Saved data entries ::
%%
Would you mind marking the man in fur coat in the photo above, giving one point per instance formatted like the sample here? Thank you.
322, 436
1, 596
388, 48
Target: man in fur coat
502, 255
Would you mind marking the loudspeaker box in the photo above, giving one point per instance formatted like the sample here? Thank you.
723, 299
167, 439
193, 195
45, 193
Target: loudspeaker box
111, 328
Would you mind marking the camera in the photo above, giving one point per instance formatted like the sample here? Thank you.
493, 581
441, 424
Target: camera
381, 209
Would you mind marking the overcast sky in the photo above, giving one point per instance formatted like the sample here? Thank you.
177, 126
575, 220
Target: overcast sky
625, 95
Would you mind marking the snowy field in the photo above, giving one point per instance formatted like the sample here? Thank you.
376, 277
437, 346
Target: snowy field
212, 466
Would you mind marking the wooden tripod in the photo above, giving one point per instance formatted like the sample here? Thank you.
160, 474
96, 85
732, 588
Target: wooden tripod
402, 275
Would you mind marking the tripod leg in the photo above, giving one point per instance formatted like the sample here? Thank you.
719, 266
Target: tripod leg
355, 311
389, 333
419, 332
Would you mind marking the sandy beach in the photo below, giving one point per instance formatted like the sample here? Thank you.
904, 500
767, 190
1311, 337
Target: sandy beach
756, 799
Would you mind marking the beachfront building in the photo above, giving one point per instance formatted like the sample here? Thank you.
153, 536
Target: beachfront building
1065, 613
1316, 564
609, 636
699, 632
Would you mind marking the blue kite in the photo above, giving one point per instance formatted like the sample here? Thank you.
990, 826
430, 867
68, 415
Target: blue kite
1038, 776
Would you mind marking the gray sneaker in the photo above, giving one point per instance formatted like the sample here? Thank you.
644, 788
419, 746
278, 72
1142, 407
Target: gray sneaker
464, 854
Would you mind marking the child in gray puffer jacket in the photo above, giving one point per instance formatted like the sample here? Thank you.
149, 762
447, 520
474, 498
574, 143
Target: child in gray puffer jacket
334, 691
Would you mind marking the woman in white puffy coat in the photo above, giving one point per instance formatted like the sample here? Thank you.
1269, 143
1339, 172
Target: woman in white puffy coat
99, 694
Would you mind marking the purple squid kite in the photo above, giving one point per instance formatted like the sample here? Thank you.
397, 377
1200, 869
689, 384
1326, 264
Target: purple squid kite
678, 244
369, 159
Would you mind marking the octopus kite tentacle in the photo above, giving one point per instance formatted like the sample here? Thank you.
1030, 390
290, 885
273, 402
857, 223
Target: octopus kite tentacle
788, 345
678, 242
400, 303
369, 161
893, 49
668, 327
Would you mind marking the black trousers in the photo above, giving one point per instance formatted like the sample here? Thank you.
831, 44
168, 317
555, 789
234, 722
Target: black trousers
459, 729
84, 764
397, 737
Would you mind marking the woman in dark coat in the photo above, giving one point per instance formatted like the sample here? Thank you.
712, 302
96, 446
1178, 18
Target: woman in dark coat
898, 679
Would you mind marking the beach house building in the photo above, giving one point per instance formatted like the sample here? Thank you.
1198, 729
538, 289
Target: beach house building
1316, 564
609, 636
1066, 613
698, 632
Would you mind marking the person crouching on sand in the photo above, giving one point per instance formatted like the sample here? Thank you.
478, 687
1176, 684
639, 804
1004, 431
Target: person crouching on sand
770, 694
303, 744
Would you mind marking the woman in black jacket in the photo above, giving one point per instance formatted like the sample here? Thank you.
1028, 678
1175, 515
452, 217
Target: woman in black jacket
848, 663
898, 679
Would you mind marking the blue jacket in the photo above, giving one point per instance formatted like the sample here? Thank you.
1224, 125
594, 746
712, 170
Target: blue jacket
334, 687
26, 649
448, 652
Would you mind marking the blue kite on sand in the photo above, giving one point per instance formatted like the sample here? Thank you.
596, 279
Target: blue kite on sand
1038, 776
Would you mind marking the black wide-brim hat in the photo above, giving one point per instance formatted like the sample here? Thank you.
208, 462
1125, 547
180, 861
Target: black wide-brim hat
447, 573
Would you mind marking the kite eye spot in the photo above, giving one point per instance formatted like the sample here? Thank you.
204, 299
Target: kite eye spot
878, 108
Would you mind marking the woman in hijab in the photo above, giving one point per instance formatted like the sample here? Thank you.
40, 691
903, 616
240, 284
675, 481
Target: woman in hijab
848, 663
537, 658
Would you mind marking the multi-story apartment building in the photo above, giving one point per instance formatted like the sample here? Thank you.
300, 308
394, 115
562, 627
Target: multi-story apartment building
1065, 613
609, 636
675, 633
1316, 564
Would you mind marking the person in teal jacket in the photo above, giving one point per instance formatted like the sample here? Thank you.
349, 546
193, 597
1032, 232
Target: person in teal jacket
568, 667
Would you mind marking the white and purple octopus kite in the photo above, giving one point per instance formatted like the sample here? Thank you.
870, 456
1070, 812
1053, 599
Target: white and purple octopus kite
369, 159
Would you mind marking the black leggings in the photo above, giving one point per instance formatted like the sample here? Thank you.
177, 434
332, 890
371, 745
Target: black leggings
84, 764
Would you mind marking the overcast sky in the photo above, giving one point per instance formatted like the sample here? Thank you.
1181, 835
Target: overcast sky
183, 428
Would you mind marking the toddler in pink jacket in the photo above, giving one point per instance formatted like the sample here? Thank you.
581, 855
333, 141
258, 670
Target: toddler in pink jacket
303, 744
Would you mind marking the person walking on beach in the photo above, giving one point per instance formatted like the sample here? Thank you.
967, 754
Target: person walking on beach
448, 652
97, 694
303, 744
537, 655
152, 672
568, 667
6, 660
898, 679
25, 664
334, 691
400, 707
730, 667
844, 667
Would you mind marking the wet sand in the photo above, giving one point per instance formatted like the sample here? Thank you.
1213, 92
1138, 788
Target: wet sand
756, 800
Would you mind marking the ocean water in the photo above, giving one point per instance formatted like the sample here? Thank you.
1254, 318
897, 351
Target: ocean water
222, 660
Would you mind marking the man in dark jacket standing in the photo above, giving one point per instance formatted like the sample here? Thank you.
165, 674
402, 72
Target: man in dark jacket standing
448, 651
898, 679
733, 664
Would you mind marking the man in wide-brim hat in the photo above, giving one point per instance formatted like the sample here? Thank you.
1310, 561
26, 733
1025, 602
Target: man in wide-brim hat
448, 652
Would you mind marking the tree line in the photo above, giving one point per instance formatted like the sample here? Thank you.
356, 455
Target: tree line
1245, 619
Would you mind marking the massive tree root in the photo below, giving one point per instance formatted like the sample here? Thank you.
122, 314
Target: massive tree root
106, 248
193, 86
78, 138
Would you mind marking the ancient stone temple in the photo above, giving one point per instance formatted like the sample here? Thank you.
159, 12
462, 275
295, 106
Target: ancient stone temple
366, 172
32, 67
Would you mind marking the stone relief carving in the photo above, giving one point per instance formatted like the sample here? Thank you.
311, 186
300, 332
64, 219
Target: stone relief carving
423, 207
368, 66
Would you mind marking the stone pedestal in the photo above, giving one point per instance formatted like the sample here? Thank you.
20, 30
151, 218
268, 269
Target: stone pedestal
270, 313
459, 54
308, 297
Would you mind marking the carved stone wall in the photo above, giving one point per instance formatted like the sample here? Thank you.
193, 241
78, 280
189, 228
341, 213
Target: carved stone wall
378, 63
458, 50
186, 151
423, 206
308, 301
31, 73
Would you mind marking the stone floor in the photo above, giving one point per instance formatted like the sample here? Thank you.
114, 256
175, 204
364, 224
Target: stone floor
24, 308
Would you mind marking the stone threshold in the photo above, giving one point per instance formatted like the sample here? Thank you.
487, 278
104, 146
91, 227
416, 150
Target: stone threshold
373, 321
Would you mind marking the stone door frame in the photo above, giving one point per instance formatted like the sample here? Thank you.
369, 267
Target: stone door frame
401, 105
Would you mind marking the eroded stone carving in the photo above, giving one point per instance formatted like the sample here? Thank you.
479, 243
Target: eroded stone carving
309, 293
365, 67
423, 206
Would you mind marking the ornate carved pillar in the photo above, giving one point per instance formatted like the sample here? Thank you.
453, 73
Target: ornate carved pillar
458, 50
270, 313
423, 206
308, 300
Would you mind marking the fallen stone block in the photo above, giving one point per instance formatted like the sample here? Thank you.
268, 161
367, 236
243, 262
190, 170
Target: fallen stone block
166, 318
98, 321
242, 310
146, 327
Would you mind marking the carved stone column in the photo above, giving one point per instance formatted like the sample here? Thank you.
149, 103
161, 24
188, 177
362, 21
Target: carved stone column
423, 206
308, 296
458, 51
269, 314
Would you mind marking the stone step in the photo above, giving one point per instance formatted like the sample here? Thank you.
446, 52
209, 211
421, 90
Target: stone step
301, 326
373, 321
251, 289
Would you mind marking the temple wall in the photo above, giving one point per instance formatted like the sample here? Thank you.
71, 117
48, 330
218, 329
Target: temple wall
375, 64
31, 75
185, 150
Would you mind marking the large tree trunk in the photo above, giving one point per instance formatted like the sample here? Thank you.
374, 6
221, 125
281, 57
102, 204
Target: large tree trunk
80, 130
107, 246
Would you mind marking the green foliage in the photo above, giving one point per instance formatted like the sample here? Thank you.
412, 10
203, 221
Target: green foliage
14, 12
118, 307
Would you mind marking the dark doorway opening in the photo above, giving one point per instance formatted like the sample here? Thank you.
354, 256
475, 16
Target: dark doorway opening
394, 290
%%
Short exercise :: Repeat precisely the lines of the data starting at the one containing "Would you mind marking the eroded", last line included.

The result ::
Would you mind marking the eroded stone carving in the photo above, giving one point per instance formatted like the sample here? Thank you.
479, 243
Target: eroded stone carving
309, 293
365, 67
423, 206
Would you mind marking the ornate carved pillar in the photo above, giving one point per instance formatted like the sample here? Thank you.
453, 73
Target: ornate carved pillar
458, 50
270, 313
423, 206
308, 300
Would you mind marking the fallen stone block in the photo above, giving one point per instance formatted like the sample here? Thank you.
268, 161
367, 236
243, 262
190, 170
Target: fallen stone block
166, 318
98, 321
242, 310
146, 327
Would you mind marking the carved stone column in the photo above, giving one point per instance formatted like the sample here? Thank you.
149, 103
161, 24
188, 177
362, 21
Target: carved stone column
423, 206
308, 296
458, 51
269, 314
Would you mind marking the stone step in the photo above, giving one point per instance formatted like the sample here? Thank you.
446, 52
209, 211
421, 90
Target: stone step
301, 326
373, 321
251, 289
Would you mind marking the temple wall in the photo above, giving one point per instance formatted like the sample here? Thank you.
71, 117
48, 330
218, 329
Target: temple wall
375, 64
31, 75
185, 150
Would you mind marking the large tree trunk in the photo above, giving one point per instance formatted like the sample here? Thank you.
374, 6
221, 125
281, 57
102, 204
Target: large tree trunk
80, 130
107, 246
Would you mind marking the green foliage in the photo above, giving one point per instance formatted like the sample here? Thank you.
412, 10
203, 221
Target: green foliage
14, 12
118, 307
Would you mind marking the dark doorway opening in the photo above, giving one point per instance formatted like the sample here? Thank you.
354, 256
475, 16
Target: dark doorway opening
394, 290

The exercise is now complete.